* _Your goal_: The word "black" may appear in lines of the data; say how many such lines there are, with nothing beyond the number.

(Input for this task Opens)

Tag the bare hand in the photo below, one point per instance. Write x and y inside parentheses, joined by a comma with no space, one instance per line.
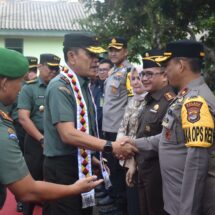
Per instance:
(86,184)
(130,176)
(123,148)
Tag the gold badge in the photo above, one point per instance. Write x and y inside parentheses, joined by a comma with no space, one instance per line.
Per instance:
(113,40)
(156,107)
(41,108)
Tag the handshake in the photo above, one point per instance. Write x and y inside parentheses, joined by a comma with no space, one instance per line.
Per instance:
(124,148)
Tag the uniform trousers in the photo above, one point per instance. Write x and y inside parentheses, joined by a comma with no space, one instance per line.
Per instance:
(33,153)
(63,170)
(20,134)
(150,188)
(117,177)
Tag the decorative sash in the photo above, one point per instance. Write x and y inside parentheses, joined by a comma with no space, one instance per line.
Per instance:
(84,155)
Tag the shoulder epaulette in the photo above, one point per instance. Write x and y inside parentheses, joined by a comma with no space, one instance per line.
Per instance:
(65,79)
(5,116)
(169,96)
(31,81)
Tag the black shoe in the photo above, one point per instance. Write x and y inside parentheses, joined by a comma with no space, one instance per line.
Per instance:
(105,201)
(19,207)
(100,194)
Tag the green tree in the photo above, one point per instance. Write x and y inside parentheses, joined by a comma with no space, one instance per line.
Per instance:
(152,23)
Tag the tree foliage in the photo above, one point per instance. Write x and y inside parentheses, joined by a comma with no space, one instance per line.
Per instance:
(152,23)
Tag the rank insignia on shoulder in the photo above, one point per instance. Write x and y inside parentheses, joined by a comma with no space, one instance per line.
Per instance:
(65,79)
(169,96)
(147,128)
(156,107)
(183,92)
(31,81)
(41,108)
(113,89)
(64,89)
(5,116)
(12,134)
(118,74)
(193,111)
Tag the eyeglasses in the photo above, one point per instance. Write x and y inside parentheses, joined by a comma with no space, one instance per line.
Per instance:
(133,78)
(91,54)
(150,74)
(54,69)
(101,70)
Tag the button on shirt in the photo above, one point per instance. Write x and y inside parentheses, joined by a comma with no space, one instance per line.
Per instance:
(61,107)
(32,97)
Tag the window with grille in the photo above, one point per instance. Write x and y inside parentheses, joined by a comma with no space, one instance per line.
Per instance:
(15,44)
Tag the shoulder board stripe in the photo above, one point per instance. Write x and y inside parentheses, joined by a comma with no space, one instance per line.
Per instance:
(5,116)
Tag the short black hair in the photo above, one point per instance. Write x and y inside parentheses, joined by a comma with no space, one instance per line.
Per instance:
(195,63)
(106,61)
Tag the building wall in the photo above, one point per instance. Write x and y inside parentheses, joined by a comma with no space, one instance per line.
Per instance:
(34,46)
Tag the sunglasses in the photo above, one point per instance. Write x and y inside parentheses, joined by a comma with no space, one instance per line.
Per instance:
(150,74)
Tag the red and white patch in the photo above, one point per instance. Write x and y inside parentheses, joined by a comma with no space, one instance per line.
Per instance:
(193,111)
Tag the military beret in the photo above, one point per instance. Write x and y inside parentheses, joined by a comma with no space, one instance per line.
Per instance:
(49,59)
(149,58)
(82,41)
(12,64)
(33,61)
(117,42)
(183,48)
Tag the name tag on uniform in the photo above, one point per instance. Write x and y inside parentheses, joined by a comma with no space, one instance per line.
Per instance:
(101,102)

(Input for this task Closes)
(Input for this task Opens)

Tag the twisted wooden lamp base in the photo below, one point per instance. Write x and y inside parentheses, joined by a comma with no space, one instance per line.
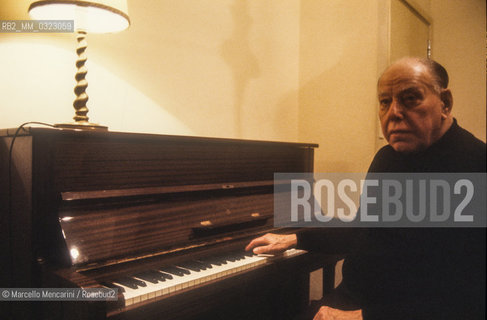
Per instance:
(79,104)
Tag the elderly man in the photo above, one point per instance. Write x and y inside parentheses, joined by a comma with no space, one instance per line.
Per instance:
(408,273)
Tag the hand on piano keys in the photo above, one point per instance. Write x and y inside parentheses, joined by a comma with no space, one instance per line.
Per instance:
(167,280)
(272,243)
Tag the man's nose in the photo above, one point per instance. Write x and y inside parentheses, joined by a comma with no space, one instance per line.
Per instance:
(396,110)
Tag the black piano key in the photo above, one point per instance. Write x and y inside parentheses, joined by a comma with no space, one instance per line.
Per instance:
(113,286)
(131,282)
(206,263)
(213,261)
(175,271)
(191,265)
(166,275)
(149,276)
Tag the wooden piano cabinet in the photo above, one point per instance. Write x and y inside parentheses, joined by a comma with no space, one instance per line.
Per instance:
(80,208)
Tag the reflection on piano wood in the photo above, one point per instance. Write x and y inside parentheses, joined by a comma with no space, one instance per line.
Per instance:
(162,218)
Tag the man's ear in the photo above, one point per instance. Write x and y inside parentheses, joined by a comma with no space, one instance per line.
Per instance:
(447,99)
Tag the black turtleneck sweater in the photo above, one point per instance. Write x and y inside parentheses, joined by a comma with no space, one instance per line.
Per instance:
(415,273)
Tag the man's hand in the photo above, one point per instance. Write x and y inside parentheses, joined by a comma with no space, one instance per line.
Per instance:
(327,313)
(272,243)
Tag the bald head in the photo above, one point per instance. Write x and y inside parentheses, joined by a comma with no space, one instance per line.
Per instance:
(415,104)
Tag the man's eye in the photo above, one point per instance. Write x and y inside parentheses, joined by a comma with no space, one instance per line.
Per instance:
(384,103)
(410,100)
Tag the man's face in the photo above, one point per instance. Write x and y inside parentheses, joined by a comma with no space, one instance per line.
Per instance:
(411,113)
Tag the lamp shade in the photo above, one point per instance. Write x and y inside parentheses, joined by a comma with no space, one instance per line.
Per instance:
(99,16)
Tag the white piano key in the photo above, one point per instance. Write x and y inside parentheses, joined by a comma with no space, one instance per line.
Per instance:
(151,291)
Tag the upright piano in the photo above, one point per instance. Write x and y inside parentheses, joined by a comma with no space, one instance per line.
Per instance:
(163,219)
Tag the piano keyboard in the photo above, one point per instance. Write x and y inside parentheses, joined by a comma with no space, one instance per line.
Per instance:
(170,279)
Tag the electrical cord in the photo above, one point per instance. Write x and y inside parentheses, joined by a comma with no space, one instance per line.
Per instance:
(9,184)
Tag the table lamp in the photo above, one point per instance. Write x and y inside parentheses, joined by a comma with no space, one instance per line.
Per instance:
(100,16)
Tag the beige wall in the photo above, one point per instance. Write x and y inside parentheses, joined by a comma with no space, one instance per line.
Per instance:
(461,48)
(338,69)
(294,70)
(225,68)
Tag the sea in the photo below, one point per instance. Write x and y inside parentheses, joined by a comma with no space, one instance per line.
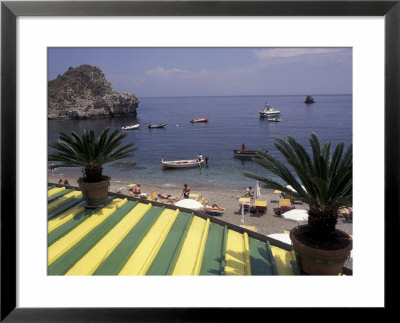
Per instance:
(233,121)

(Input for this task Closes)
(Input for this task Opens)

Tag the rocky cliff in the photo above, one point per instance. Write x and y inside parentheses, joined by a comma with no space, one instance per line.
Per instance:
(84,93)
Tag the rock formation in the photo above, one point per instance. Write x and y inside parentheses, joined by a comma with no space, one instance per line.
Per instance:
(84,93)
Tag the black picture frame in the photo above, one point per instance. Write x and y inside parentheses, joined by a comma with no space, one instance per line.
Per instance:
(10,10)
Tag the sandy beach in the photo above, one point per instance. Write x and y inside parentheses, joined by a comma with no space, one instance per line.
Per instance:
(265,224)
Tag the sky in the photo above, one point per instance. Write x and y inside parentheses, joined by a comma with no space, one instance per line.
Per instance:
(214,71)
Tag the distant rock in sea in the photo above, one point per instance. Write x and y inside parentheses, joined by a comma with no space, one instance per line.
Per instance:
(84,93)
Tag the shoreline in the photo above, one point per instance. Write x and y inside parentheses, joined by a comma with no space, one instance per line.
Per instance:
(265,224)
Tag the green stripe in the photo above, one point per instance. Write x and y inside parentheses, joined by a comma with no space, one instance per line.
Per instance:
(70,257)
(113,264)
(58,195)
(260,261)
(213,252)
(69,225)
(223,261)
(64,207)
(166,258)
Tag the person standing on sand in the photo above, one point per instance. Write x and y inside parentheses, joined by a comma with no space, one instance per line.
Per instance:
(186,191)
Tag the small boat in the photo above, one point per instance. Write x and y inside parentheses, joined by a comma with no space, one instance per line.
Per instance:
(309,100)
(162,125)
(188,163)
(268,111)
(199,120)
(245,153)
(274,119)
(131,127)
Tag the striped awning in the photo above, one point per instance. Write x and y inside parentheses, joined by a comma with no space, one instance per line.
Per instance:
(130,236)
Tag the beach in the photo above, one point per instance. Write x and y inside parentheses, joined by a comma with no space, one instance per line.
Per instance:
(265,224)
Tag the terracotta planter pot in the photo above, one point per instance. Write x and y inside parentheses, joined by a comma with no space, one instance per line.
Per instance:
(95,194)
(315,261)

(Input for this task Closes)

* _Exercise answer_: 5